Description of the task
Convert all of the data below to a CSV with two columns named text and answer, giving each text its own row alongside the answer that follows it. Put every field in double quotes and replace line breaks with spaces.

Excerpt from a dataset
##########

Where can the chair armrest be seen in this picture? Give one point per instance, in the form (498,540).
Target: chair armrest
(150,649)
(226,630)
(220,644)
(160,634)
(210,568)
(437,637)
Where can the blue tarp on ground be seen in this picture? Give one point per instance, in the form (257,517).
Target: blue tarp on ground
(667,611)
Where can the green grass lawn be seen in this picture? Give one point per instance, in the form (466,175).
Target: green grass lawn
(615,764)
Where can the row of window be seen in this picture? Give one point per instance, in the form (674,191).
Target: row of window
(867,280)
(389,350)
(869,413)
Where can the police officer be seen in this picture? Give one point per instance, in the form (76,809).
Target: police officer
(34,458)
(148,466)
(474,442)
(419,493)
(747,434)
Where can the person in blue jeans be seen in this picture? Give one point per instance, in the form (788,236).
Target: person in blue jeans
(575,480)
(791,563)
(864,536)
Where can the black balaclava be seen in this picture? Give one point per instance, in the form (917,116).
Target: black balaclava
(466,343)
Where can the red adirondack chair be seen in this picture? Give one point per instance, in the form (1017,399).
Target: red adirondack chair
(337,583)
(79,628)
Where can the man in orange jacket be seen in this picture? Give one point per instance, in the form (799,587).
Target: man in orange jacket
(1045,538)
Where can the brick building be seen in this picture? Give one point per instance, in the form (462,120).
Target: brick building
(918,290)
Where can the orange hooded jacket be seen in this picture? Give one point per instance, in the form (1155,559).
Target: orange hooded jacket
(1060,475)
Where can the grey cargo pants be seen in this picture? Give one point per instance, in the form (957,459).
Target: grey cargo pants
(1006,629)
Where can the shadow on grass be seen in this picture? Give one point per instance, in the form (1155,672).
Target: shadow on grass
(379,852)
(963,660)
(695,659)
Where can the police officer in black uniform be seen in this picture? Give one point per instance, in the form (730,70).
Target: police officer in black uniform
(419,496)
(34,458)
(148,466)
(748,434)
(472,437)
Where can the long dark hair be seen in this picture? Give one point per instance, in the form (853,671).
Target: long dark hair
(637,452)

##########

Correct output
text,answer
"Where can the chair armrest be seen in this picture? Give one point per instance, in the form (498,540). Target: chair armrest","(150,649) (226,630) (220,644) (160,634) (210,568) (437,637)"
"Where can the blue tarp on ground be seen in this picture? Give one point per instance, in the form (257,517). Target: blue tarp on ground","(667,611)"
"Where can the green grass lawn be seen in this picture? Give one point per instance, in the form (466,175). Target: green grass lawn","(615,764)"
"Where can the row of window be seen in this picture? Give one point per instance, in the form (674,191). Target: row of window","(867,280) (389,350) (869,413)"
"Where can the police officer be seen in this picture? Give one point per instance, in the form (76,809). Target: police officer","(34,458) (148,466) (474,442) (419,493) (747,434)"
"Where can the person in blue jeans be seen in this picture? Give one point per instance, in the form (788,236). Target: person in blue jeans","(575,480) (791,563) (864,536)"
"Where can the black balaclava be seen in this picture? Give one point per instance, in the form (917,116). Target: black balaclava","(466,343)"
"Where can the red adirondack chair be seen in this picture? Give one point per instance, in the form (1017,399). Target: red adirondack chair","(337,583) (79,628)"
"Where can the man in orange jacket be seen in this picture? Give one point per instance, in the form (799,587). Target: man in orange jacket","(1045,538)"
"Where can the brick building be seen in this picture? Give one point per instance, in the form (462,120). Target: brick building","(918,290)"
"Where can the orange hooded jacket be seen in this picture? Give one point per instance, in the form (1155,559). Target: orange hooded jacket","(1060,475)"
"Where can the grey cargo pants be seen in this picture? Give one point per instance, in the form (957,459). Target: grey cargo pants","(1006,629)"
"Where can the shadow on grass be seen in this picture? Give one point per instance, in the form (1155,672). Target: shadow on grass","(379,852) (963,660) (695,659)"
"Where can the police officer in black uniform be seen in this picture? Give one point per instance, in the form (730,70). Target: police officer in black uniform","(419,496) (34,458) (148,466) (748,434) (472,437)"
"Where can the long dark hair be seen in this picture? Give one point per instance, in the form (853,671). Target: long dark hair","(637,452)"